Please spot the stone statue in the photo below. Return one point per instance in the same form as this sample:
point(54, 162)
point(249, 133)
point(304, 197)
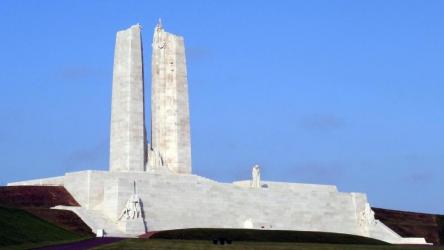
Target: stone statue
point(256, 177)
point(367, 216)
point(132, 209)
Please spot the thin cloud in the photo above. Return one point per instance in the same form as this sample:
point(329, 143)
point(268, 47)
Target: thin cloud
point(197, 54)
point(322, 122)
point(74, 73)
point(319, 170)
point(85, 157)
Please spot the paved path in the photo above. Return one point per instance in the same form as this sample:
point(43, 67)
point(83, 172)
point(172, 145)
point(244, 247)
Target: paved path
point(84, 244)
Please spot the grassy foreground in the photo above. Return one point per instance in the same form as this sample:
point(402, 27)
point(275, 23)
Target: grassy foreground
point(164, 244)
point(22, 230)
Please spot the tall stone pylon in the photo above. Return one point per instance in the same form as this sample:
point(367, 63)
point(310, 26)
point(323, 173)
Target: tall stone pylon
point(128, 148)
point(170, 117)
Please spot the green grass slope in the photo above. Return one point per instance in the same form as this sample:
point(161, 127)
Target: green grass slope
point(20, 227)
point(164, 244)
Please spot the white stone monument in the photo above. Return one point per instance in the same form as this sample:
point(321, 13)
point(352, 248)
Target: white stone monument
point(256, 177)
point(170, 118)
point(128, 134)
point(168, 196)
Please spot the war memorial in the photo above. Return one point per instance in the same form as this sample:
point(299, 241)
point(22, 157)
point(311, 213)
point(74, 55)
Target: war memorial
point(150, 185)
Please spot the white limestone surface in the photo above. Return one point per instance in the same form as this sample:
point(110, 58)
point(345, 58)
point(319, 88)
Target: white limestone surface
point(177, 201)
point(128, 135)
point(170, 118)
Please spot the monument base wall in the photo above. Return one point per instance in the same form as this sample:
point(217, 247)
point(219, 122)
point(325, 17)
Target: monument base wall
point(177, 201)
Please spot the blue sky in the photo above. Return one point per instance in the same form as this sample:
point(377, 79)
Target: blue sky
point(333, 92)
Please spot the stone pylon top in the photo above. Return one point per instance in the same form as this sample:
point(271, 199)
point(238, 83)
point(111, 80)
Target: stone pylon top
point(159, 25)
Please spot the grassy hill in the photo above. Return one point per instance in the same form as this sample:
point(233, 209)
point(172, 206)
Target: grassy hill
point(19, 227)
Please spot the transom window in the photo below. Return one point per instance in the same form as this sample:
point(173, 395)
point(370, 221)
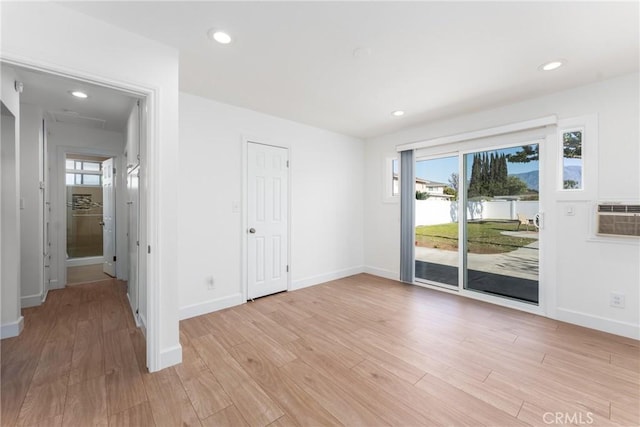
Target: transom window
point(83, 172)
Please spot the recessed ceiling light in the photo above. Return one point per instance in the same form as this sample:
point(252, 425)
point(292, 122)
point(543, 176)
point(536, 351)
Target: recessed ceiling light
point(553, 65)
point(219, 36)
point(79, 94)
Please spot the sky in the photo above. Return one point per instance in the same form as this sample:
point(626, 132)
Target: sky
point(440, 170)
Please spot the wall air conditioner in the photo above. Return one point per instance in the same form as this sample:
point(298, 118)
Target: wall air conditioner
point(617, 219)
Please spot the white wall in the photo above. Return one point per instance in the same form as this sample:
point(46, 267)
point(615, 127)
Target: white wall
point(81, 140)
point(11, 319)
point(31, 262)
point(50, 36)
point(583, 270)
point(326, 200)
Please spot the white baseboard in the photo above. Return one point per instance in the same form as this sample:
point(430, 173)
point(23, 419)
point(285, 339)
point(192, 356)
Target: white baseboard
point(55, 285)
point(170, 357)
point(31, 301)
point(210, 306)
point(387, 274)
point(12, 329)
point(327, 277)
point(77, 262)
point(604, 324)
point(143, 324)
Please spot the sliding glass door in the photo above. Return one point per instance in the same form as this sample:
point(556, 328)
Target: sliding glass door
point(501, 222)
point(436, 219)
point(477, 228)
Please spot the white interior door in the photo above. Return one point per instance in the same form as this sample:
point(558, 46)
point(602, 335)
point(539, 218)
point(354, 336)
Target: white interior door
point(133, 237)
point(267, 219)
point(108, 218)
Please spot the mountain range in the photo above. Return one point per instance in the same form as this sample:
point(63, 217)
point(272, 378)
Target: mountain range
point(573, 173)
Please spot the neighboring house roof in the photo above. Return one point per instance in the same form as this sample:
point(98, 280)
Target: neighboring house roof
point(430, 183)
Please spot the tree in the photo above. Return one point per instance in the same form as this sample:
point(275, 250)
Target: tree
point(450, 191)
point(572, 144)
point(454, 180)
point(514, 186)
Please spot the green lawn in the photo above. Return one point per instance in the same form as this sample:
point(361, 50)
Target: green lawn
point(484, 237)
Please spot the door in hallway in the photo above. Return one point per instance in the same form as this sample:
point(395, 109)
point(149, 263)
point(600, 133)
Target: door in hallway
point(108, 218)
point(267, 219)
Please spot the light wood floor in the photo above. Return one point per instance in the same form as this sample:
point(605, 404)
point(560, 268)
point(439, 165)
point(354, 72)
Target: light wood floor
point(361, 351)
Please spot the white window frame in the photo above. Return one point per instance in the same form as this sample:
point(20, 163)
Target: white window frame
point(588, 124)
point(387, 179)
point(83, 172)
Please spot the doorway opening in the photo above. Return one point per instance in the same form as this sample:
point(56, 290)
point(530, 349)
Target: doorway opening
point(85, 201)
point(92, 148)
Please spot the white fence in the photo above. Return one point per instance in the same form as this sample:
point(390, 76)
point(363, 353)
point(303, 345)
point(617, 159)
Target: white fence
point(432, 211)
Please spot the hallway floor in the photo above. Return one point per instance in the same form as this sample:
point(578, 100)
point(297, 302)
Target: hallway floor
point(360, 351)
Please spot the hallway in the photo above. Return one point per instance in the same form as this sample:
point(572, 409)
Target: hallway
point(80, 358)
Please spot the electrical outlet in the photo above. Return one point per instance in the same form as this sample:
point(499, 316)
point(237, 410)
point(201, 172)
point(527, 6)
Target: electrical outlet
point(616, 300)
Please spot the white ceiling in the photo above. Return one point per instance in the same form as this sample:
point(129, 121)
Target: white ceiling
point(432, 59)
point(104, 108)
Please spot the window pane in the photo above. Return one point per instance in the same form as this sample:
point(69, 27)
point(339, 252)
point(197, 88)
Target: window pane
point(91, 179)
point(91, 166)
point(395, 185)
point(572, 160)
point(436, 218)
point(501, 245)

--------------------------------

Please rewrite all the items above, swapping "spot" for "locate" and keeping everything else the same. Leave the pictures out.

Please locate the stone statue in the photo below. Return one point per instance in the same form as this sample:
point(54, 162)
point(249, 133)
point(304, 197)
Target: stone statue
point(256, 177)
point(367, 216)
point(132, 209)
Please locate the thin cloud in the photo above. Return one point per instance in the same form as this sample:
point(329, 143)
point(268, 47)
Target: thin cloud
point(197, 54)
point(322, 122)
point(74, 73)
point(319, 170)
point(85, 157)
Please locate the paved path in the photo above. Return one point per instance in the same form as this sample:
point(43, 67)
point(83, 172)
point(172, 145)
point(244, 247)
Target: paved path
point(84, 244)
Please locate the grassy foreground in the photo above. Return one point per instance in the same form as this sample:
point(402, 27)
point(275, 23)
Target: grassy foreground
point(164, 244)
point(22, 230)
Please locate the tall stone pylon in the photo above. Return one point per instance in the same form as this sample:
point(367, 63)
point(310, 26)
point(323, 173)
Target: tall stone pylon
point(128, 148)
point(170, 117)
Please locate the green grass slope in the photo above. Return one point per instance in the same form as this sample:
point(161, 127)
Target: green grass slope
point(20, 227)
point(164, 244)
Please locate the white stone monument in the photo above. Return one point per instance in the same form as this sample:
point(321, 13)
point(352, 248)
Target: white stone monument
point(256, 177)
point(170, 118)
point(128, 134)
point(168, 196)
Please locate the war memorial in the photo above. Return one point per instance in the same form as this sample:
point(299, 241)
point(22, 157)
point(311, 213)
point(74, 55)
Target: war memorial
point(150, 185)
Please locate the white limestone surface in the photo above. Return one point per instance in the same form as this sample:
point(110, 58)
point(345, 58)
point(319, 88)
Target: white limestone surface
point(177, 201)
point(128, 135)
point(170, 118)
Please locate the monument base wall in the photo above. Return one point per instance in the same form as this sample:
point(217, 247)
point(219, 122)
point(325, 17)
Target: monument base wall
point(177, 201)
Please locate the blue sky in the photo above. Return one point per instance in the same form as this sample:
point(377, 79)
Target: blue sky
point(333, 92)
Please locate the stone pylon top in the photo above. Return one point per instance in the same form as this sample:
point(271, 199)
point(238, 83)
point(111, 80)
Target: stone pylon top
point(159, 25)
Please locate the grassy hill in the photo above. Return one point per instance in the same form as this sample:
point(233, 209)
point(172, 206)
Target: grassy hill
point(19, 227)
Please locate the transom window in the photo below. Return one point per instance in the same form as this sample:
point(173, 395)
point(370, 221)
Target: transom window
point(83, 172)
Please locate the recessed ceiling light in the photo above. Return one point per instance in the same form as this sample:
point(252, 425)
point(292, 122)
point(543, 176)
point(536, 351)
Target: recessed ceiling light
point(553, 65)
point(219, 36)
point(79, 94)
Please locate the sky in the photo above. Return one point per instance in the same form as this sample:
point(626, 132)
Target: sky
point(440, 170)
Please locate the wall air conditioner in the photo above. Return one point per instance in the same form as this sample:
point(298, 118)
Target: wall air conditioner
point(617, 219)
Please locate the white wall in the photo above. Return one point per instance in the same form as this sample:
point(46, 267)
point(615, 127)
Target: white wall
point(81, 140)
point(11, 319)
point(31, 262)
point(50, 36)
point(583, 270)
point(326, 200)
Please locate the white baseboard in the photo above. Return one point per instance in the same form as this sample:
point(430, 173)
point(23, 419)
point(285, 339)
point(192, 356)
Target: white baseboard
point(55, 285)
point(170, 357)
point(31, 301)
point(210, 306)
point(387, 274)
point(12, 329)
point(327, 277)
point(77, 262)
point(604, 324)
point(143, 324)
Please locate the sliding glass door in the photo above. Return one point per instance in the same form as this sample:
point(556, 328)
Target: sliding glass door
point(501, 222)
point(436, 219)
point(477, 228)
Please locate the white interior door in the photo above. Return one point per instance in the same form as this sample:
point(558, 46)
point(602, 335)
point(539, 218)
point(354, 336)
Target: white interior door
point(133, 237)
point(267, 219)
point(108, 218)
Please locate the mountain range in the photo above. Return one point per instance in the same form as this sample:
point(63, 217)
point(272, 378)
Target: mountain range
point(573, 173)
Please locate the neighboring house roof in the photo above. Return one point per instance in the same form as this sample:
point(98, 280)
Target: neighboring house roof
point(430, 183)
Please locate the tree in the photo above. Return one point per instance in the same form as this sample:
point(275, 250)
Target: tree
point(450, 191)
point(572, 144)
point(454, 180)
point(514, 186)
Please locate the green lawn in the photo above. Return one point per instance in the same form as this sample:
point(361, 50)
Target: green lawn
point(484, 237)
Please locate the door in hallway in the photo above. Return one point per instance in the same form as this sample:
point(395, 109)
point(149, 263)
point(600, 133)
Target: door in hallway
point(108, 218)
point(267, 219)
Please locate the light wood floor in the photo above. Return one point per instance in the same form as this sample:
point(605, 404)
point(560, 268)
point(439, 165)
point(354, 72)
Target: light wood floor
point(361, 351)
Please locate the white window frame in the photo above. Return one point per instance in the same form as this sample:
point(20, 163)
Target: white window frame
point(588, 124)
point(387, 179)
point(83, 172)
Please locate the doorway opening in the photo above. Return one point per instance in the same form as this sample:
point(56, 290)
point(530, 349)
Target: doorway opening
point(85, 201)
point(92, 148)
Please locate the white fence in the photo above. Return one point per instance in the same form as this sample:
point(390, 76)
point(363, 353)
point(303, 345)
point(617, 159)
Target: white fence
point(432, 211)
Please locate the hallway floor in the photo above. Return one point per instance in the same form as this sample:
point(578, 100)
point(297, 302)
Target: hallway floor
point(360, 351)
Please locate the hallway in the photo above. Return one point per instance in the same form as this sample:
point(572, 409)
Target: hallway
point(80, 358)
Please locate the electrical outlet in the photo above. Return one point per instance in the same form as this sample:
point(499, 316)
point(237, 410)
point(201, 172)
point(527, 6)
Target: electrical outlet
point(616, 300)
Please locate the white ceiling in the photo above. Return one point per instance in the same form as this sample:
point(129, 121)
Target: white ceiling
point(432, 59)
point(104, 108)
Please locate the window pane in the photo above. Return one point per instance in the same form as this sample:
point(69, 27)
point(339, 252)
point(197, 88)
Target: window pane
point(91, 179)
point(91, 166)
point(395, 185)
point(572, 160)
point(436, 218)
point(501, 245)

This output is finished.